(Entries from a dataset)
_ _ _ _
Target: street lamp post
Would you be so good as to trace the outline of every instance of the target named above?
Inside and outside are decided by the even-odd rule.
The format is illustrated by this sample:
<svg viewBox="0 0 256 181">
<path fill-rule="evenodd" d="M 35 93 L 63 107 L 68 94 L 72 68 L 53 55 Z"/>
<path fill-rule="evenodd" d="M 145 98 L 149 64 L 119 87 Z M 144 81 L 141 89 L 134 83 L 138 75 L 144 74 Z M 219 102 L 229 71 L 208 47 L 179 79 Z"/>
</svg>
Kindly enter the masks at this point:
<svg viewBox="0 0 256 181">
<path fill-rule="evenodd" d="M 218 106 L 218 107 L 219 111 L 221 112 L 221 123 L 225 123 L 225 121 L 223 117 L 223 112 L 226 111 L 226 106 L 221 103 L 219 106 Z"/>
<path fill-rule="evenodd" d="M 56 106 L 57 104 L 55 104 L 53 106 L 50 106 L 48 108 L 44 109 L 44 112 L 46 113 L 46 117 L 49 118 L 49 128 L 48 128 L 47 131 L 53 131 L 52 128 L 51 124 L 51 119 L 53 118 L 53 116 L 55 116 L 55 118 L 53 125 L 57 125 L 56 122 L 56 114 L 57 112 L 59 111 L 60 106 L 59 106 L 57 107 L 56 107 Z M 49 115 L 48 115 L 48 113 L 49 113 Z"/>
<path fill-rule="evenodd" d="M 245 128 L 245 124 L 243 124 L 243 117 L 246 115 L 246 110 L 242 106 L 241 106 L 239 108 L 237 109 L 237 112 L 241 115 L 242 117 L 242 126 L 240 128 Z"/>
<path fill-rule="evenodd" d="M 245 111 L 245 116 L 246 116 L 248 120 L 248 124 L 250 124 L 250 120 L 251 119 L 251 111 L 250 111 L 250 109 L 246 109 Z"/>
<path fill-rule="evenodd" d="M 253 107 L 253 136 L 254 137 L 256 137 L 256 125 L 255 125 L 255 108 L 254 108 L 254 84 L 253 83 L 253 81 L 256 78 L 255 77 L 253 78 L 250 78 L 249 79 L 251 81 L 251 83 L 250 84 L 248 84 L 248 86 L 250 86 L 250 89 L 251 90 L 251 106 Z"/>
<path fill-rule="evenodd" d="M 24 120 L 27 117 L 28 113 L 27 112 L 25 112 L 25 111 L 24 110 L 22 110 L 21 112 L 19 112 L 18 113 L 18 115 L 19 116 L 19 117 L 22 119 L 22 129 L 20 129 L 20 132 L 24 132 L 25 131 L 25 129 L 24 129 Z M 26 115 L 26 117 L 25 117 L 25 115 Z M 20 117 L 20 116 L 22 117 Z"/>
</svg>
_ _ _ _
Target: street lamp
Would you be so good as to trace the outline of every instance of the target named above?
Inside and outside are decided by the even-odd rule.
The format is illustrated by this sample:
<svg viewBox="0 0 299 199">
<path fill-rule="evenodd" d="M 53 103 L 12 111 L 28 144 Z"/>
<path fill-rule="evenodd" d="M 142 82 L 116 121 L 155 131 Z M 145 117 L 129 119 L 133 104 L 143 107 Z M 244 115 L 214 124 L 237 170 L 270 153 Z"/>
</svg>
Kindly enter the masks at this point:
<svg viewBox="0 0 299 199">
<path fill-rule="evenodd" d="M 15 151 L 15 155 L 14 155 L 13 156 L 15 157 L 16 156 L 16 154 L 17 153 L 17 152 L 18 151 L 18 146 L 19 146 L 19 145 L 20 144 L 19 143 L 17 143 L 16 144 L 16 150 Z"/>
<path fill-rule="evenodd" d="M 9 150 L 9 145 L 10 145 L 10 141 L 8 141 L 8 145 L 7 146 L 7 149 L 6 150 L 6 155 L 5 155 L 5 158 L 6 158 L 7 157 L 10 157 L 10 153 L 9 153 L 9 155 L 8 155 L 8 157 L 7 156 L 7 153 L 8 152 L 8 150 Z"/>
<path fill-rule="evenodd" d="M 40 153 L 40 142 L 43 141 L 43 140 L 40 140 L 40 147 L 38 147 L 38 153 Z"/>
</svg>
_ _ _ _
## STATED PROBLEM
Convert the stretch from the line containing "Target: street lamp post" through the line containing "245 111 L 245" into a Markdown table with the columns "No." and "Line", numbering each line and omitting blank lines.

## SOLUTION FOR THIS EXERCISE
| No. | Line |
|---|---|
| 1 | Target: street lamp post |
| 2 | Would you be so good as to trace the outline of every instance of the target named above? |
| 3 | Inside and outside are decided by the even-odd rule. |
| 4 | The format is illustrated by this sample: |
| 5 | <svg viewBox="0 0 256 181"> |
| 6 | <path fill-rule="evenodd" d="M 35 93 L 63 107 L 68 94 L 72 68 L 53 55 Z"/> |
| 7 | <path fill-rule="evenodd" d="M 145 98 L 149 64 L 119 87 Z M 144 81 L 141 89 L 134 83 L 138 75 L 144 74 Z M 219 102 L 229 71 L 208 47 L 179 79 Z"/> |
| 8 | </svg> |
| 9 | Kindly enter the masks at this point: |
| 10 | <svg viewBox="0 0 256 181"> |
| 11 | <path fill-rule="evenodd" d="M 218 106 L 218 107 L 219 111 L 221 112 L 221 123 L 225 123 L 225 121 L 223 117 L 223 112 L 226 111 L 226 106 L 221 103 L 219 106 Z"/> |
| 12 | <path fill-rule="evenodd" d="M 56 106 L 57 104 L 55 104 L 53 106 L 50 106 L 48 108 L 44 109 L 44 112 L 46 113 L 46 117 L 49 118 L 49 128 L 48 128 L 47 131 L 53 131 L 52 128 L 51 124 L 51 119 L 53 118 L 53 116 L 55 116 L 55 118 L 53 125 L 57 125 L 56 122 L 56 114 L 57 112 L 59 111 L 60 106 L 59 106 L 57 107 L 56 107 Z M 49 115 L 48 115 L 48 113 L 49 113 Z"/> |
| 13 | <path fill-rule="evenodd" d="M 245 128 L 245 124 L 243 124 L 243 117 L 246 115 L 246 110 L 242 106 L 241 106 L 239 108 L 237 109 L 237 112 L 241 115 L 242 117 L 242 126 L 240 128 Z"/> |
| 14 | <path fill-rule="evenodd" d="M 245 111 L 245 116 L 246 116 L 248 120 L 248 124 L 250 124 L 250 120 L 251 119 L 251 111 L 250 111 L 250 109 L 246 109 Z"/> |